From Chihuahuas to Pit Bulls, any kind of dog can experience boredom. Dogs have innate instincts — like chewing, sniffing, or herding — that they inherited from their wolf ancestors. When these natural traits are stifled, dogs may become bored, potentially resulting in undesirable behaviors.

If you suspect your dog might be bored, review the common signs below and help your dog become actively engaged once more.

1. Engaging in Destructive Behaviors

When you first bring your dog home, there are bound to be some growing pains. While your pet is learning the lay of the land, they will probably slip up from time to time. However, if your dog suddenly begins to chew on furniture, shoes or dangerous items like wires, something is wrong.

There are a few common destructive behaviors that bored dogs do. These include, but are not limited to:

  • Chewing everything that they can get their teeth on
  • Excessive digging
  • Compulsive chewing or licking their paws
  • Improper elimination, “forgetting” their potty training

At best, these behaviors are annoying for pet parents. At worst, these dog behaviors can even become dangerous. Chewing on wires or small objects that are a choking hazard could be a real threat.

2. Making Escape Attempts

At the point that your dog becomes well and truly bored, they might even try to run away. This could happen because your pet is no longer mentally stimulated by their surroundings. As a result, they are now in pursuit of greener and newer pastures to explore.

When you open the door, does your dog regularly try to make a run for it? This is likely off-putting at the moment and might lead to you being more careful about entering and exiting. Beyond just that adjustment, the underlying cause for this pattern should be addressed with increased stimulation or speaking with an animal behaviorist.

3. Constant Whining or Barking

When our dogs whine, there are two main reactions commonly seen in dog parents:

First, they might feel bad for their poor pup. Then, it is also possible that a dog’s unceasing whining for no apparent reason might become slightly unsettling.

No matter which reaction you are more likely to experience, you should identify the source of your dog’s whining. Maybe you have food that your dog desperately wants, or their favorite toy slipped to the no man’s land of “too far under the couch.”

────

> _PROBLEMS TO WORK ON_
(1) Answer these from the article on signs of boredom in dogs:
(a) Which innate instincts does it give as examples of traits dogs inherited from their wolf ancestors?
(b) What two ways does it give to address the underlying cause of a dog's repeated escape attempts?
(c) What are the two main reactions dog parents commonly have when their dogs whine?
(2) Using the article on signs of boredom in dogs, say whether each statement agrees with it:
(a) Excessive digging is listed among the destructive behaviors of bored dogs.
(b) Only certain breeds of dog can experience boredom.
(c) Chewing on wires is described as a possible real threat.
(3) Copy the passage of the article on signs of boredom in dogs between "When you open" and "become slightly unsettling.", inclusive.

> _DATA BLOCK_
────

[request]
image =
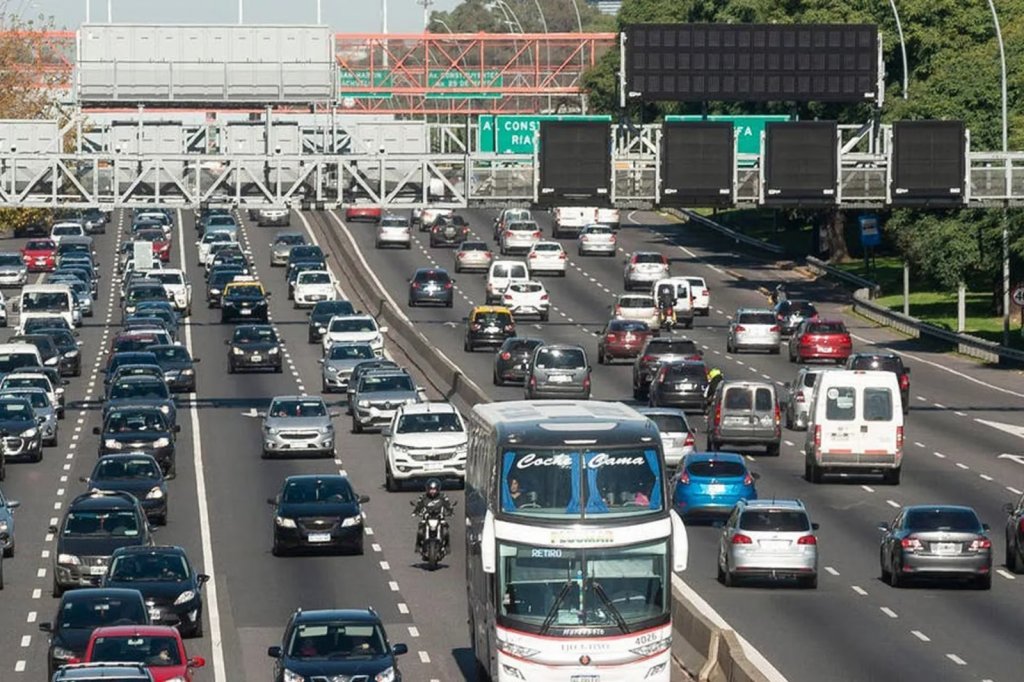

────

> _ANSWERS TO EACH TASK_
(1)
(a) Chewing, sniffing and herding.
(b) Increased stimulation or speaking with an animal behaviorist.
(c) They might feel bad for their poor pup, or a dog's unceasing whining for no apparent reason might become slightly unsettling.

(2)
(a) Yes: "Excessive digging"
(b) No: "From Chihuahuas to Pit Bulls, any kind of dog can experience boredom."
(c) Yes: "Chewing on wires or small objects that are a choking hazard could be a real threat."

(3)
When you open the door, does your dog regularly try to make a run for it? This is likely off-putting at the moment and might lead to you being more careful about entering and exiting. Beyond just that adjustment, the underlying cause for this pattern should be addressed with increased stimulation or speaking with an animal behaviorist.

3. Constant Whining or Barking

When our dogs whine, there are two main reactions commonly seen in dog parents:

First, they might feel bad for their poor pup. Then, it is also possible that a dog’s unceasing whining for no apparent reason might become slightly unsettling.